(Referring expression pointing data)
+++
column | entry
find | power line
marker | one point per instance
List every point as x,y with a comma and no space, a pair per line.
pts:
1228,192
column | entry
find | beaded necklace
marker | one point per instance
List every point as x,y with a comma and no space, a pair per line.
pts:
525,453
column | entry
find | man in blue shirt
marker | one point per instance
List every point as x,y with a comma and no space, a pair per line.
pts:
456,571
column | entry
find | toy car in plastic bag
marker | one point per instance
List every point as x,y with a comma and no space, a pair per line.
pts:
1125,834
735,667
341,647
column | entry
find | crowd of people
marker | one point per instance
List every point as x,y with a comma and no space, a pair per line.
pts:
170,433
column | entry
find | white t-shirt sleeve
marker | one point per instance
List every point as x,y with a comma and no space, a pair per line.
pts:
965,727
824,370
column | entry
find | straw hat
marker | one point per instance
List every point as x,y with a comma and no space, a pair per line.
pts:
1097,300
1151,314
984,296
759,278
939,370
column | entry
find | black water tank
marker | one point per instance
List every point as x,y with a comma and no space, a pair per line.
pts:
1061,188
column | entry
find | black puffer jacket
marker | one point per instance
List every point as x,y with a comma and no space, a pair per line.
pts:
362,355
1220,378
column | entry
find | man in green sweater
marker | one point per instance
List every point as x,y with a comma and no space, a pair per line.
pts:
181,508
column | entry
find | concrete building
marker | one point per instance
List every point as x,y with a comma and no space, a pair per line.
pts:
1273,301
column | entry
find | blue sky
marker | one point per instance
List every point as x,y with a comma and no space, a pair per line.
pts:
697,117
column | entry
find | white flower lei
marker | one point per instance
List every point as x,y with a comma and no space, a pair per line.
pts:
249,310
+++
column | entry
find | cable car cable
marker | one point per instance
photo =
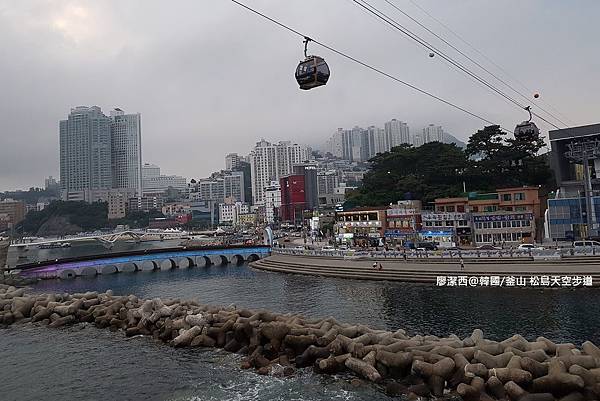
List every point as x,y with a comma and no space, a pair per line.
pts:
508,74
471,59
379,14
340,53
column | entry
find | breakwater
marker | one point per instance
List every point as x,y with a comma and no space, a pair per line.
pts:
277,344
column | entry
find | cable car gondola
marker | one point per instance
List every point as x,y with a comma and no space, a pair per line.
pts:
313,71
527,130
+++
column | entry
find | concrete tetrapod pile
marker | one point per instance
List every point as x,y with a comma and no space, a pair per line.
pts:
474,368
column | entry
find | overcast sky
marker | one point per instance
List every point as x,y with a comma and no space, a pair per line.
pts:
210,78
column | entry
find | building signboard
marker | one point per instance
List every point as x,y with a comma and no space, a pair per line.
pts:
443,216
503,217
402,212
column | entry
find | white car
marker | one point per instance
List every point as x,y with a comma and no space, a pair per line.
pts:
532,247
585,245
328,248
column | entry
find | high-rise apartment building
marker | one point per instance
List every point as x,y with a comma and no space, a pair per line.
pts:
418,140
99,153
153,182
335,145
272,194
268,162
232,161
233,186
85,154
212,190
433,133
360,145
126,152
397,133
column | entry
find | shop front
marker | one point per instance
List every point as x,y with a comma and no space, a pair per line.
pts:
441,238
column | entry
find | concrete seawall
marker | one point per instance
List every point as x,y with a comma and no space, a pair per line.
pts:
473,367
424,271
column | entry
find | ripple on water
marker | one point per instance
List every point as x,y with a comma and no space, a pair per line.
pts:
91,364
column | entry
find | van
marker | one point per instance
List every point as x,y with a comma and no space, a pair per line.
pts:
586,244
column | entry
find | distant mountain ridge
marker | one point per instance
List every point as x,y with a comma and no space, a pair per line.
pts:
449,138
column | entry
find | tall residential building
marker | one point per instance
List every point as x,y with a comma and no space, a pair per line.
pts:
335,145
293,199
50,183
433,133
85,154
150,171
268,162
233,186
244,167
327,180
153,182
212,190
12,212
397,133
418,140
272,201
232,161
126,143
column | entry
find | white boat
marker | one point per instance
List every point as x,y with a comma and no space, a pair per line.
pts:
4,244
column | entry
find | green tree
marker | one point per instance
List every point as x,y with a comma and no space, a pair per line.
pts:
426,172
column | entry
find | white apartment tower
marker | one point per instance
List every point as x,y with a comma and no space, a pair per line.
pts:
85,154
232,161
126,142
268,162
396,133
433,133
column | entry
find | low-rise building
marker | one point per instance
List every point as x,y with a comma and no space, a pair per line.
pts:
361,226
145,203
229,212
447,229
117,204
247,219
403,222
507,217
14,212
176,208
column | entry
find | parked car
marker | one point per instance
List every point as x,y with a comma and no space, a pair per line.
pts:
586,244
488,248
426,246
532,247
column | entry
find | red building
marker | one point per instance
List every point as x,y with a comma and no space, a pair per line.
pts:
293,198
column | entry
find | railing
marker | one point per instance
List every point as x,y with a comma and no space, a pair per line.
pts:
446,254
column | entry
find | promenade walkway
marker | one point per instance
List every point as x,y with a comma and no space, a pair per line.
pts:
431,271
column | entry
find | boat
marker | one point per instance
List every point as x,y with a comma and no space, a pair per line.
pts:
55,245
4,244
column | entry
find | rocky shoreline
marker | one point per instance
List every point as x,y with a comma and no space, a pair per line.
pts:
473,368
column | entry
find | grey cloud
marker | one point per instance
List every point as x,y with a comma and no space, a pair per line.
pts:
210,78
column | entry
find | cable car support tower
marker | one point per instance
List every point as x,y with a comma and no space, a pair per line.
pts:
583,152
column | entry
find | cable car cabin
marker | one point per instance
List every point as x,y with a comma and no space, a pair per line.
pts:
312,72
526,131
+++
#### YOUR GOAL
Where does the word "rise" occur in the records? Return every line that holds it.

#### EXERCISE RESPONSE
find | high-rise apartment building
find | low-rise building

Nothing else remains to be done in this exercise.